• **STATED TASK**
Resize the material from its first line through the line holding "[21,683,68,702]", inclusive, reproducing every line in full. Multiply each coordinate value by 0.7 and round it to a whole number, rounding halves up.

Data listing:
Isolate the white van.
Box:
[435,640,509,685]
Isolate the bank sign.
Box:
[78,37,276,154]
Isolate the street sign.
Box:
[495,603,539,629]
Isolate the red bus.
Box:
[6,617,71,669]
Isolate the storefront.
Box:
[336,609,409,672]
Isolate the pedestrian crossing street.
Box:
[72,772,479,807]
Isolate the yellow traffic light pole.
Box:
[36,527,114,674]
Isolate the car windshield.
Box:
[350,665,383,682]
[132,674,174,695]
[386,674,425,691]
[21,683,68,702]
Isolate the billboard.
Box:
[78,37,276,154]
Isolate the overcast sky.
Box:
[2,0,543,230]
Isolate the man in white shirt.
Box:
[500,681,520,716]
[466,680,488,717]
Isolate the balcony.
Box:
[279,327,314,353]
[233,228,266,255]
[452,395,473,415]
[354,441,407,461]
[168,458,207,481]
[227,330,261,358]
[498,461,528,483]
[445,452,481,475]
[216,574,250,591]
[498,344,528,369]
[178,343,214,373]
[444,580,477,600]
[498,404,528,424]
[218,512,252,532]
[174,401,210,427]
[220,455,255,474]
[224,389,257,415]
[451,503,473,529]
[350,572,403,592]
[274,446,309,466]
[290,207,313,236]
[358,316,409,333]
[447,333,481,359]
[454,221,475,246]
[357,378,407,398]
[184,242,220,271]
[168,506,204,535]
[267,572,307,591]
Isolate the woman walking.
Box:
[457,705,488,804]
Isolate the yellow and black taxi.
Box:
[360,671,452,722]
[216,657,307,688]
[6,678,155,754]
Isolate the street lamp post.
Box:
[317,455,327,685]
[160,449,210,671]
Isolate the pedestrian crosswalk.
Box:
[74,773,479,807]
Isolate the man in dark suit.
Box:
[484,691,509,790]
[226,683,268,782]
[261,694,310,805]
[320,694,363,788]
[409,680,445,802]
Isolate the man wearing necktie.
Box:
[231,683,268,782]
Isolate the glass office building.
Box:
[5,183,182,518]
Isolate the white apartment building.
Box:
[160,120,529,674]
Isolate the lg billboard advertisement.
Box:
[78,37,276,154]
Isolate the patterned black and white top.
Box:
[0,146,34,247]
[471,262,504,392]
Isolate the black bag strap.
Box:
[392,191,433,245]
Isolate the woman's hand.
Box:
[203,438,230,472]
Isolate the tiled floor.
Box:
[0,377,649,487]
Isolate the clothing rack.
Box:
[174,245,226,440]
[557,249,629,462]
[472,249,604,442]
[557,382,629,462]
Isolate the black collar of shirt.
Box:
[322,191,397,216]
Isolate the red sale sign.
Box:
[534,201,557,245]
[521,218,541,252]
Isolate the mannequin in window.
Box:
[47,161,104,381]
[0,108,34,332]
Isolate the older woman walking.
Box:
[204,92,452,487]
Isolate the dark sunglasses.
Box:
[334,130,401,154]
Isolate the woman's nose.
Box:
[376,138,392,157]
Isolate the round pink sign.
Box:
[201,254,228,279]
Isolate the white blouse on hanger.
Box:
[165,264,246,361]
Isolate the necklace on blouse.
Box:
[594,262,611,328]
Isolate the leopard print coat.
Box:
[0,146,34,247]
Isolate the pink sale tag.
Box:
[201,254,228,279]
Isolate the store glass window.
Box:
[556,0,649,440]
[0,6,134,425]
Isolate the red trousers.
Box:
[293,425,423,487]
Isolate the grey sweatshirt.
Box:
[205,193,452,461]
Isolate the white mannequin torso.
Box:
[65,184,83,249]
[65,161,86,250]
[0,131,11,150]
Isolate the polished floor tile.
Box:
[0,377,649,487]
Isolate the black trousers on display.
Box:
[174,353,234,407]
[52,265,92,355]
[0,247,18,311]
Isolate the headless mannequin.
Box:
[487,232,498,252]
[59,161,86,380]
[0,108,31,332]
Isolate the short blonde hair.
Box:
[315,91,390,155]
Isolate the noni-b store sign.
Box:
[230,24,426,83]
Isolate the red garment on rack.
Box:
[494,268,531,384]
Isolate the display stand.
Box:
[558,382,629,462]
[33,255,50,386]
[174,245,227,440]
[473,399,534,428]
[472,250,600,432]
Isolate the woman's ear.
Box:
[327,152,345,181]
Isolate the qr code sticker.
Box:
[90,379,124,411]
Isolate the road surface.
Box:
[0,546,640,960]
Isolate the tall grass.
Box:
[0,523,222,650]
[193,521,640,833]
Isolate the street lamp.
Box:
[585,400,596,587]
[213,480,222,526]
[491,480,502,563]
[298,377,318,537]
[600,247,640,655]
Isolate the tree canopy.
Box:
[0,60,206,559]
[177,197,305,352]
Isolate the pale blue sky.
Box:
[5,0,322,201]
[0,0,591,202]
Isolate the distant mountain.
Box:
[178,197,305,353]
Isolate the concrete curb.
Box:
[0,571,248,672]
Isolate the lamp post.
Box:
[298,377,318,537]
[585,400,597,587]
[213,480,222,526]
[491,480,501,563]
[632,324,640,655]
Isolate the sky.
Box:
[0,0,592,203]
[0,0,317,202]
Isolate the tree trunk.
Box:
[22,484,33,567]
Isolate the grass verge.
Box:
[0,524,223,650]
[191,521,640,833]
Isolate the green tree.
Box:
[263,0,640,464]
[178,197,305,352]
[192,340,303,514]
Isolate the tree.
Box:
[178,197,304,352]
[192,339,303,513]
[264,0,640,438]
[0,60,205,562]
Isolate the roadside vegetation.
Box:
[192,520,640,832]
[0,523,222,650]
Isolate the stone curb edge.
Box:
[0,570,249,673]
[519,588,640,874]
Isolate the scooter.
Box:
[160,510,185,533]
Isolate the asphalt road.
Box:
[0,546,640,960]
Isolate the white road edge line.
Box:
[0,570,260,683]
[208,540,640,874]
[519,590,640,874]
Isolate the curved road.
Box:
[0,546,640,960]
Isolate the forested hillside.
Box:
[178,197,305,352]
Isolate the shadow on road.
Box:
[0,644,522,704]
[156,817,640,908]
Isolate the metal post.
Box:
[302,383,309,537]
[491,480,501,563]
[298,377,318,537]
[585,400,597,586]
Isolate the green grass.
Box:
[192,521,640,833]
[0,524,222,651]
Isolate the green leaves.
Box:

• **RIGHT ANSWER**
Isolate the white van.
Box:
[305,448,356,480]
Isolate the bank sign.
Box:
[55,26,193,108]
Isolate the street sign.
Box:
[347,422,377,440]
Isolate the red bus.
Box:
[4,432,50,468]
Isolate the storefront.
Box:
[235,426,286,470]
Isolate the pedestrian crossing street.
Box:
[50,540,335,565]
Isolate the yellow traffic light pole.
Box:
[25,369,80,472]
Isolate the car windshield.
Box:
[245,466,268,477]
[92,472,122,487]
[270,472,298,484]
[15,478,48,491]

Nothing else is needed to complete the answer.